PASSAGE TO READ:
* * *

The winter months are the ideal time of year to log mountain bike mileage and build a base of aerobic fitness with which to shred through the "endless" summer — but sometimes it’s hard to get off the sofa. To help you push through that winter struggle, here’s our guide to maximizing your gains.
1. Find the flat
It’s hard to ride fast in the winter — slippery roots, muddy ruts and boggy quagmires all conspire to slow you down on descents, while slippery, claggy climbs force you off the bike to push uphill. So rather than seeking altitude, go looking for flatter terrain during the winter. Not only will constant pedaling keep your effort levels consistent and train your cardiovascular system to process oxygen more efficiently, but you’ll stay warmer so you can stay out for longer, too.
2. Go hardtail
Most mountain bikers have a "pride and joy" high-specced full suspension bike, as well as an older, cheaper hardtail that may have been their first MTB. If that’s you, dig the hardtail out of the shed. You’re more likely to actually make it out of the door in winter if you have a bike that is quick to maintain (or mildly neglected) so you can thrash around the local woods in the winter without worrying about the paint job, or having to replace expensive winter-wrecked drivetrains in the spring. Building fitness is all about consistency — miss a training session and you have taken two steps back rather than one step forward.
3. Increase your cadence
Another advantage of riding flatter terrain is that you can take the opportunity to raise your average cadence. Pedaling hard to push a bigger gear will result in more muscle power, but it will not build aerobic endurance. For this you need to pedal evenly through a smaller gear, while increasing the number of pedal revolutions per minute. Studies have shown that cyclists using a faster cadence of 80-100 rpm have improved blood flow in their legs, reducing muscle fatigue — so you can ride further.
But first you have to adapt your neuromuscular system to be efficient at the new cadence. If you have a cadence monitor on your bike computer, like Garmins do, you can do one- to two-minute intervals at 90 rpm, 100 rpm and 110 rpm, with equal time at regular cadence in between. If not, you can do one to two-minute intervals on flat terrain but in progressively lower gears than you would normally use.
4. Winterize your gear
Your enemy in winter is the cold. Not only does cold weather make us more injury prone, due to stiff joints and cold muscles, but once you get cold it’s very hard to maintain long, steady aerobic fitness-boosting and fat-burning efforts. You’re more likely to sprint off to warm up, get knackered, then sweat, cooling you down even more, at which point you’re likely to head home early and eat cake.
Instead, do everything to keep the cold at bay — fit mudguards to avoid powerwashing yourself with mud, wear waterproof socks and shorts, wear a windproof jersey and carry or wear a lightweight waterproof jacket with a hood for sudden downpours. Buy winter gloves and a cycling skull cap to go under your bike helmet, because the vents in your helmet are actually designed to cool your head down.

* * *

INFORMATION GIVEN:
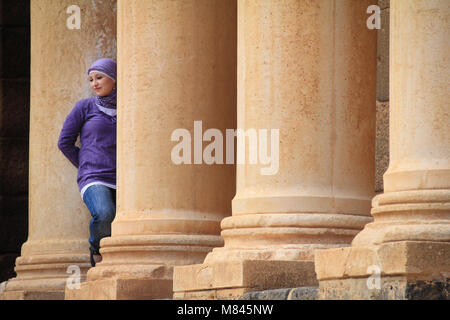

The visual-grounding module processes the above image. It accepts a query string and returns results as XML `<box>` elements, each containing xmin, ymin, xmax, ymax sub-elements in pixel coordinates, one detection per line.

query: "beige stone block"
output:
<box><xmin>173</xmin><ymin>260</ymin><xmax>317</xmax><ymax>297</ymax></box>
<box><xmin>315</xmin><ymin>241</ymin><xmax>450</xmax><ymax>281</ymax></box>
<box><xmin>65</xmin><ymin>278</ymin><xmax>172</xmax><ymax>300</ymax></box>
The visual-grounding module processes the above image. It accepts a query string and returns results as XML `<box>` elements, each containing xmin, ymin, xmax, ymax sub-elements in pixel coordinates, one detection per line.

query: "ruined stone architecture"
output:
<box><xmin>0</xmin><ymin>0</ymin><xmax>450</xmax><ymax>300</ymax></box>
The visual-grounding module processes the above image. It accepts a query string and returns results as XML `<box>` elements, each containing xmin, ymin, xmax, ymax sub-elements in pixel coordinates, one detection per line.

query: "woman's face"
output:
<box><xmin>89</xmin><ymin>72</ymin><xmax>115</xmax><ymax>97</ymax></box>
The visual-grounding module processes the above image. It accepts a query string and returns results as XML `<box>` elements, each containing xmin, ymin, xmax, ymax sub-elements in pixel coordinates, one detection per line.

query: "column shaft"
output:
<box><xmin>174</xmin><ymin>0</ymin><xmax>376</xmax><ymax>298</ymax></box>
<box><xmin>3</xmin><ymin>0</ymin><xmax>116</xmax><ymax>299</ymax></box>
<box><xmin>316</xmin><ymin>0</ymin><xmax>450</xmax><ymax>299</ymax></box>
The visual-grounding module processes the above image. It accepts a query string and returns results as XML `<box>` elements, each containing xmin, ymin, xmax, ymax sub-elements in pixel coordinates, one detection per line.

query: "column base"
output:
<box><xmin>315</xmin><ymin>241</ymin><xmax>450</xmax><ymax>300</ymax></box>
<box><xmin>65</xmin><ymin>278</ymin><xmax>172</xmax><ymax>300</ymax></box>
<box><xmin>173</xmin><ymin>260</ymin><xmax>317</xmax><ymax>300</ymax></box>
<box><xmin>319</xmin><ymin>277</ymin><xmax>450</xmax><ymax>300</ymax></box>
<box><xmin>0</xmin><ymin>290</ymin><xmax>64</xmax><ymax>300</ymax></box>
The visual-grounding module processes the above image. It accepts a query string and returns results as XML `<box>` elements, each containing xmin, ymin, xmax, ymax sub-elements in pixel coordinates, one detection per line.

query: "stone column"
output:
<box><xmin>174</xmin><ymin>0</ymin><xmax>376</xmax><ymax>299</ymax></box>
<box><xmin>66</xmin><ymin>0</ymin><xmax>236</xmax><ymax>299</ymax></box>
<box><xmin>316</xmin><ymin>0</ymin><xmax>450</xmax><ymax>299</ymax></box>
<box><xmin>2</xmin><ymin>0</ymin><xmax>116</xmax><ymax>299</ymax></box>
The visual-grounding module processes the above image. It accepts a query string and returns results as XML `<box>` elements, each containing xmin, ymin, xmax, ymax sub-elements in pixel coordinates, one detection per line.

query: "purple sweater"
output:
<box><xmin>58</xmin><ymin>97</ymin><xmax>116</xmax><ymax>191</ymax></box>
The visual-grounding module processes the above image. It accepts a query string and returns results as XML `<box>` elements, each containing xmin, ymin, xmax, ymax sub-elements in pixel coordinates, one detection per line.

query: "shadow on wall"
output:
<box><xmin>0</xmin><ymin>0</ymin><xmax>30</xmax><ymax>282</ymax></box>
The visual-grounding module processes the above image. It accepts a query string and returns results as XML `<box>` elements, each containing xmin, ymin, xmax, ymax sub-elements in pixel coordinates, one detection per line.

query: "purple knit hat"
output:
<box><xmin>88</xmin><ymin>58</ymin><xmax>117</xmax><ymax>115</ymax></box>
<box><xmin>88</xmin><ymin>58</ymin><xmax>117</xmax><ymax>81</ymax></box>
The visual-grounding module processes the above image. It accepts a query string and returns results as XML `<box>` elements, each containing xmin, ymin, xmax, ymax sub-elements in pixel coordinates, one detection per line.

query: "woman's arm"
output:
<box><xmin>58</xmin><ymin>103</ymin><xmax>84</xmax><ymax>168</ymax></box>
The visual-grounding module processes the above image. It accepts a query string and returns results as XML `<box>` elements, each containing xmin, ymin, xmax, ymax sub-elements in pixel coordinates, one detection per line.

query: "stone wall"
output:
<box><xmin>0</xmin><ymin>0</ymin><xmax>390</xmax><ymax>296</ymax></box>
<box><xmin>0</xmin><ymin>0</ymin><xmax>30</xmax><ymax>282</ymax></box>
<box><xmin>375</xmin><ymin>0</ymin><xmax>390</xmax><ymax>193</ymax></box>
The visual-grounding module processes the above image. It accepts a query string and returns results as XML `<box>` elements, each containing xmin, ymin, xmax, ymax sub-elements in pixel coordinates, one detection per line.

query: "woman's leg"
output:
<box><xmin>83</xmin><ymin>185</ymin><xmax>116</xmax><ymax>264</ymax></box>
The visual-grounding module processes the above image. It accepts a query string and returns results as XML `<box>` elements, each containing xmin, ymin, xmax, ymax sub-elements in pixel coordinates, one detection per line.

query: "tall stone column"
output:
<box><xmin>66</xmin><ymin>0</ymin><xmax>236</xmax><ymax>299</ymax></box>
<box><xmin>174</xmin><ymin>0</ymin><xmax>376</xmax><ymax>299</ymax></box>
<box><xmin>316</xmin><ymin>0</ymin><xmax>450</xmax><ymax>299</ymax></box>
<box><xmin>1</xmin><ymin>0</ymin><xmax>116</xmax><ymax>299</ymax></box>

* * *

PARTS OF THE EXERCISE:
[a] List the numbered tip headings in the winter mountain biking guide, in order.
[b] Continue the winter mountain biking guide from where it stops, keeping its numbered-tip format.

ANSWERS TO THE EXERCISE:
[a]
1. Find the flat
2. Go hardtail
3. Increase your cadence
4. Winterize your gear

[b]
5. Fuel your ride
There are two, slightly counterintuitive, nutrition rules to follow if you want to maximize the fitness gains you make on your training rides. The first rule is you should always carry fuel on long rides. Without eating as you go you will quickly burn through the glycogen stored in your muscles and liver. Fat is an expensive fuel to break down, so an exhausted body turns to the most immediately available fuel — muscle. That’s right, you’ll eat yourself and become weaker. Aim for 60 grams of carbohydrate per hour of riding, either as an energy drink or solid food.
6. Eat after your ride
This is the second golden rule of winter-riding nutrition. Many cyclists calorie count, even after a long ride, thinking that this will burn fat: wrong. Immediately after a ride is the one time that you can really eat your fill of nutritious food, including 20-40 grams of protein, because your body is primed to make the most use of those nutrients. In fact, studies have shown that if you fail to do this then you will be hungrier and actually eat more calories in total over the next 48 hours.
7. Aim for a negative split
To really get the best fitness gains from your rides, borrow a technique from runners and aim to ride the second half of your route faster than the first half. Starting slower and finishing faster has several benefits. First you’ll make sure your muscles are warmed up properly, then you’ll be able to build up to a steady pace, but leave something in the tank for the end. You’ll also be able to keep warm — there’s nothing worse than slogging home at the end of a long ride with empty legs and freezing hands. If you have a bike computer then it’s as easy as monitoring your current average speed, otherwise you can time yourself out and back again.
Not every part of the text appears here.